▶ **Task**:
Hand back the entries below exactly.
Material for this task Block Start
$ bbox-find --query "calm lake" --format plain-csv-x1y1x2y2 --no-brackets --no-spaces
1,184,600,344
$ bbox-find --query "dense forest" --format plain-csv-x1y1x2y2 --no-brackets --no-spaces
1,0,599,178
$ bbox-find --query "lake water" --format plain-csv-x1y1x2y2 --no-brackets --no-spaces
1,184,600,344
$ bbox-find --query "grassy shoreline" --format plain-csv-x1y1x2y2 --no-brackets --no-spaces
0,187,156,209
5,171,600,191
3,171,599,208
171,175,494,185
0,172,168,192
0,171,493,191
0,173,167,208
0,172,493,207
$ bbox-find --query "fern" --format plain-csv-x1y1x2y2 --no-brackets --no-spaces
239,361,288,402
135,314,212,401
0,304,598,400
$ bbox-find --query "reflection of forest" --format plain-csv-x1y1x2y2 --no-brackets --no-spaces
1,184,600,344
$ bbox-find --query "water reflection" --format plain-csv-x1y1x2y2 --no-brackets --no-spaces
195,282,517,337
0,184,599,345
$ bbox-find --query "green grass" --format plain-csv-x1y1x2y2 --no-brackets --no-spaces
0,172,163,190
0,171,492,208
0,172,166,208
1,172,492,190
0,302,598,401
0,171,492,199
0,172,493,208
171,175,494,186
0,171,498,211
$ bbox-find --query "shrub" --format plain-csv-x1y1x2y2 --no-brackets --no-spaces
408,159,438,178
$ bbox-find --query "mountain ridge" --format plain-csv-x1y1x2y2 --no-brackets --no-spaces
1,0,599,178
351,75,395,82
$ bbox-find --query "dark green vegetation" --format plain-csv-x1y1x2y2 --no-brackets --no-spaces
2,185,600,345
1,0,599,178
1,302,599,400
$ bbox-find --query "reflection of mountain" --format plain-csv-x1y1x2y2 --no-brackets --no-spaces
Material for this task Block End
▶ **Exercise response**:
$ bbox-find --query "calm lake" --format plain-csv-x1y1x2y2 --no-brackets --no-spaces
1,184,600,344
$ bbox-find --query "dense forest" --format plain-csv-x1y1x2y2 --no-brackets --no-spaces
1,0,599,178
$ bbox-find --query "lake water" --format plain-csv-x1y1x2y2 --no-brackets --no-spaces
1,184,600,344
$ bbox-find --query "grassy shoreline" --format plain-csv-x1y1x2y2 --no-brackets --no-spaces
0,187,156,209
5,171,600,191
3,171,599,208
171,175,494,185
0,172,168,192
0,171,493,191
0,173,167,208
0,172,493,207
$ bbox-find --query "fern" --format plain-csv-x1y1x2y2 --no-brackets --no-spaces
239,361,288,402
135,314,212,401
0,304,598,400
$ bbox-find --query "reflection of forest" --format plain-csv-x1y1x2y2 --no-brackets --no-spaces
1,184,600,344
$ bbox-find --query "water reflection" --format plain-csv-x1y1x2y2 --no-brackets --no-spaces
195,282,517,337
0,184,599,345
$ bbox-find --query "green grass" --format plain-csv-x1y1x2y2 --no-brackets --no-spaces
0,172,163,190
0,171,492,208
0,172,166,208
1,172,492,190
0,302,598,401
0,171,492,199
0,172,493,208
171,175,494,186
0,171,498,211
$ bbox-find --query "shrub" --format plain-csv-x1y1x2y2 --no-brackets --no-spaces
408,159,438,178
$ bbox-find --query "mountain ridge" --format plain-csv-x1y1x2y2 --no-brackets --no-spaces
1,0,599,178
351,75,395,82
$ bbox-find --query "dark green vegetation" --format plain-csv-x1y1x2y2 --no-brackets --no-spaces
2,185,600,345
1,0,599,178
1,302,599,400
$ bbox-find --query "reflection of mountain" --format plain-csv-x1y1x2y2 --no-brackets --no-spaces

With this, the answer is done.